» The problem: The entries are given below. Output each one unchanged.

» The records:
· · ·

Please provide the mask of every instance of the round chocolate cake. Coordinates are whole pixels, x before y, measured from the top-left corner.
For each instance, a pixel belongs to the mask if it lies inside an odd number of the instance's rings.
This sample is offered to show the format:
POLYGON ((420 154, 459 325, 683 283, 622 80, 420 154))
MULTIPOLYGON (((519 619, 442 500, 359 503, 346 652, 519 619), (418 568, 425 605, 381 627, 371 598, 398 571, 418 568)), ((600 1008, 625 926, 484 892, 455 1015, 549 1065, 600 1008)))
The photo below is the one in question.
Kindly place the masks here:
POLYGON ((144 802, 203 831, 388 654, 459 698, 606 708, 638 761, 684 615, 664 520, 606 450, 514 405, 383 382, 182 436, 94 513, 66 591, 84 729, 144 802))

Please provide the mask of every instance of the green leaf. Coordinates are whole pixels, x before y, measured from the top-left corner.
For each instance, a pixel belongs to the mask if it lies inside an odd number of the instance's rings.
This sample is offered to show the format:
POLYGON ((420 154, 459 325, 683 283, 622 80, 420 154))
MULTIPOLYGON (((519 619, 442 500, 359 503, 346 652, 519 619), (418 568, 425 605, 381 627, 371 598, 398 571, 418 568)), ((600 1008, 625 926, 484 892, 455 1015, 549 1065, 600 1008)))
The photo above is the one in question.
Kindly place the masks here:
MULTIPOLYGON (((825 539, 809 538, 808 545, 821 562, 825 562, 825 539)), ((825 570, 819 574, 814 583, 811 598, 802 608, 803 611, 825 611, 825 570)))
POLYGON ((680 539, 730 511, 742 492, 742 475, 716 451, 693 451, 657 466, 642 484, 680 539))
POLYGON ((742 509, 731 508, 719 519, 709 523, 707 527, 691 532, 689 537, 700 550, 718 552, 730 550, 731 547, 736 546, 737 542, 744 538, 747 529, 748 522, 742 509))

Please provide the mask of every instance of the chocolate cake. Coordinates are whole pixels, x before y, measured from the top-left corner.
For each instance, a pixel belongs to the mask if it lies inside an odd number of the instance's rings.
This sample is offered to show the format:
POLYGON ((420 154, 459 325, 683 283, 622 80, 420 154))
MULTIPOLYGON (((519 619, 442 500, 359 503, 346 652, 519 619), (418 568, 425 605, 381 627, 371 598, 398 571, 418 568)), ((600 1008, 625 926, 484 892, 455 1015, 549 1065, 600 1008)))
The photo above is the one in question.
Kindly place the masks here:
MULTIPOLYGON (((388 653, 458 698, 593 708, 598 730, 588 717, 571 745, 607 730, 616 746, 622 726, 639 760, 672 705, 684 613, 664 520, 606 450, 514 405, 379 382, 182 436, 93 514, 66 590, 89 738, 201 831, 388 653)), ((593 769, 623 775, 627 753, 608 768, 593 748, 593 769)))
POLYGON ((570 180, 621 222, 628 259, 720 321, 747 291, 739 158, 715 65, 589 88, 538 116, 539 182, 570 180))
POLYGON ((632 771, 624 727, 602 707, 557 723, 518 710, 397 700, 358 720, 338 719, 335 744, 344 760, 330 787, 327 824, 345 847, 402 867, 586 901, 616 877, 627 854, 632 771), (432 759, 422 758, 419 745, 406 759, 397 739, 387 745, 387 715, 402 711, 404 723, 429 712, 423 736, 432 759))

· · ·

» Exercise result:
Please provide the mask of every instance of the round chocolate cake. Coordinates are whole pixels, x before y, measured from the top-left corner.
For each instance, a pixel belongs to the mask if it lies inside an odd number of the instance's rings.
This sample is offered to show the format:
POLYGON ((420 154, 459 325, 683 283, 622 80, 420 154))
MULTIPOLYGON (((519 619, 442 500, 359 503, 346 652, 519 619), (418 568, 425 605, 381 627, 371 598, 398 571, 418 568)), ((600 1008, 625 926, 484 892, 455 1015, 549 1065, 600 1008)))
The photo below is the one in question.
Kindly place the masks here:
POLYGON ((144 802, 203 831, 388 654, 459 698, 606 708, 638 761, 684 615, 664 520, 606 450, 514 405, 383 382, 182 436, 94 513, 66 591, 84 729, 144 802))

Please provide the mask of every instance of the green leaf. Coordinates are whole pixels, x before y, measured from the top-left corner.
For each instance, a pixel belongs to the mask if it lies inside an odd number of the instance's rings.
This sample is offered to show the format:
POLYGON ((420 154, 459 325, 683 283, 622 80, 420 154))
MULTIPOLYGON (((519 619, 442 500, 359 503, 346 652, 519 619), (418 568, 425 605, 381 627, 371 598, 398 571, 418 568)), ((600 1008, 625 926, 484 892, 455 1015, 549 1065, 600 1008)))
The photo above is the one in question.
Kindly place the masks here:
MULTIPOLYGON (((825 539, 809 538, 808 545, 821 562, 825 562, 825 539)), ((825 570, 819 574, 814 583, 811 598, 802 608, 803 611, 825 611, 825 570)))
POLYGON ((680 539, 730 511, 742 492, 742 475, 716 451, 693 451, 657 466, 642 484, 680 539))
POLYGON ((742 509, 731 508, 719 519, 709 523, 707 527, 691 532, 689 537, 700 550, 718 552, 730 550, 731 547, 736 546, 737 542, 744 538, 747 529, 748 522, 742 509))

Please provide the mask of every instance of the chocolate cake. Coordinates are whole pixels, x before y, measured from the top-left corner.
For each instance, a pixel belongs to the mask if it lies inside an odd number of the instance's rings.
This sample is offered to show the format:
POLYGON ((420 154, 459 325, 683 283, 622 80, 420 154))
MULTIPOLYGON (((519 619, 442 500, 359 503, 346 652, 519 619), (418 568, 425 605, 381 627, 371 598, 398 571, 418 568)), ((600 1008, 625 926, 484 892, 455 1015, 549 1065, 600 1008)))
The photo above is the one in question.
Kindly place the masks here:
MULTIPOLYGON (((388 653, 458 698, 593 708, 598 730, 588 717, 571 745, 607 730, 616 746, 622 726, 639 760, 672 705, 684 613, 664 520, 606 450, 514 405, 379 382, 182 436, 93 514, 66 590, 89 738, 201 831, 388 653)), ((593 769, 623 775, 627 753, 608 768, 593 748, 593 769)))
POLYGON ((570 180, 621 222, 628 259, 720 321, 747 291, 739 158, 715 65, 589 88, 538 116, 539 182, 570 180))
POLYGON ((632 771, 624 727, 602 707, 557 723, 518 710, 397 700, 358 720, 338 719, 335 744, 344 760, 330 787, 327 824, 345 847, 402 867, 586 901, 616 877, 627 854, 632 771), (432 759, 422 758, 419 745, 406 759, 397 739, 387 745, 387 715, 402 711, 404 723, 429 712, 423 736, 432 759))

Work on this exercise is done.